Ja, natürlich erforderte das eine Sonderbehandlung: viele schöne
Worte, Streicheleinheiten und anfangs vier, später drei Mahlzeiten am
Tag. Wobei es das harmlose Wort „Mahlzeiten“ nicht ganz trifft:
Schüsseln in der Größe einer Baby-Badewanne, randvoll gefüllt, das
ganze fixiert in einem großen Kübel mit Bauschutt; nur so konnten wir
verhindern, daß er schon beim ersten Schnapper die Schüssel umkippte
und sich die Schonkost gleich einem quark-reis-weißen Lavastrom über
den Kies im Hof ergoß. Denn selbstredend mußte die Fütterung im
Freien stattfinden. Es spritzte, gurgelte, sabbelte, quatschte, und in
affenartiger Geschwindigkeit war die Wanne leer. Oft gönnten wir uns
dieses Naturschauspiel - in respektierlicher Entfernung wohlgemerkt.

━━━━━━━━

▸ ARBEITSAUFTRAG:
Beantworte diese Fragen zum Seitenauszug, jede kurz und auf einer eigenen Zeile:
1. Wie viele Mahlzeiten am Tag gab es anfangs, wie viele später?
2. Worin waren die Schüsseln fixiert?
3. Wo musste die Fütterung stattfinden?

▸ BEREITGESTELLTE DATEN:
━━━━━━━━

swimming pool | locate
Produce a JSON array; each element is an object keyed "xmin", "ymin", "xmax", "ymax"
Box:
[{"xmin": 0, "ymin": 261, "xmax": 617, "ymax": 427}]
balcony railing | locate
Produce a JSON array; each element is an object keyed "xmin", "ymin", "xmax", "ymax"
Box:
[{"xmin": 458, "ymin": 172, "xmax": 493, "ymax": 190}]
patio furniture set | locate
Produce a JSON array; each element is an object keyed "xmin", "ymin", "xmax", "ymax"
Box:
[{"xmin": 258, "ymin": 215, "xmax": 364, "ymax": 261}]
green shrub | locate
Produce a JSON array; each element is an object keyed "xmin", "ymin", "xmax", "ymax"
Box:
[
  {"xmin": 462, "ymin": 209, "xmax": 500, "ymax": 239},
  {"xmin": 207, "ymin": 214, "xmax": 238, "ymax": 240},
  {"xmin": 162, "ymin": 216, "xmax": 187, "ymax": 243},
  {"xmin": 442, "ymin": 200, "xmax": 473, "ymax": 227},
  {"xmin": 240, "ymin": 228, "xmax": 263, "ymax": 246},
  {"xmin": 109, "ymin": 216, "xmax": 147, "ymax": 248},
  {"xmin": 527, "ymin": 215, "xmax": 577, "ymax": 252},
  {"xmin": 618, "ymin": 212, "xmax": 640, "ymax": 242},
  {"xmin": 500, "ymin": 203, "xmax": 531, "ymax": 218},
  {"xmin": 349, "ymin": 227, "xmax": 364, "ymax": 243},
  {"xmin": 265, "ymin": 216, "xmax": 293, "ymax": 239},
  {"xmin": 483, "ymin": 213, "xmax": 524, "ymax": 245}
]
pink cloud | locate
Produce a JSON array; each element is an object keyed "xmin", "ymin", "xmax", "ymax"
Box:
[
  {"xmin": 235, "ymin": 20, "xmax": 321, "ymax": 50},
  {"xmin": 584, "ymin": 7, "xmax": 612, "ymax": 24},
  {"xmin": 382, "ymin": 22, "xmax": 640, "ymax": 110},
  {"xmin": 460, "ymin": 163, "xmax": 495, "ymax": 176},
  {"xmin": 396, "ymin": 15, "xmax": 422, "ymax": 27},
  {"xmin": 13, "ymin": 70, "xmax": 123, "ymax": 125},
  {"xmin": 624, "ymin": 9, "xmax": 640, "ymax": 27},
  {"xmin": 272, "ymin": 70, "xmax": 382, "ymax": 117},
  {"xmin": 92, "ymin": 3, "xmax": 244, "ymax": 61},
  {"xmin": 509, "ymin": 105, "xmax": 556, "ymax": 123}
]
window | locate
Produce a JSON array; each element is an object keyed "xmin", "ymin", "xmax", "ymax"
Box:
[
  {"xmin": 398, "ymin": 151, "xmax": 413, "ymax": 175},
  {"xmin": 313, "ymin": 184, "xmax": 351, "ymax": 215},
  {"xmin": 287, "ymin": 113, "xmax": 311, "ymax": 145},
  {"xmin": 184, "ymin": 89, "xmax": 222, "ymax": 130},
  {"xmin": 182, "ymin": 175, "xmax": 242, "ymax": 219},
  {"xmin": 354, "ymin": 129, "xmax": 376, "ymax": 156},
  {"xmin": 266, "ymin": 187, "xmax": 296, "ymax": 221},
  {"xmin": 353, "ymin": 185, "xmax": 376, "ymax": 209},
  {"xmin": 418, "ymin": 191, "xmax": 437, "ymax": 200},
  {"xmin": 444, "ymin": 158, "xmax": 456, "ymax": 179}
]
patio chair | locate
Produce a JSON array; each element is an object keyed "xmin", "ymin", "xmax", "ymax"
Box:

━━━━━━━━

▸ AUSGABE:
1. Anfangs vier, später drei.
2. In einem großen Kübel mit Bauschutt.
3. Im Freien.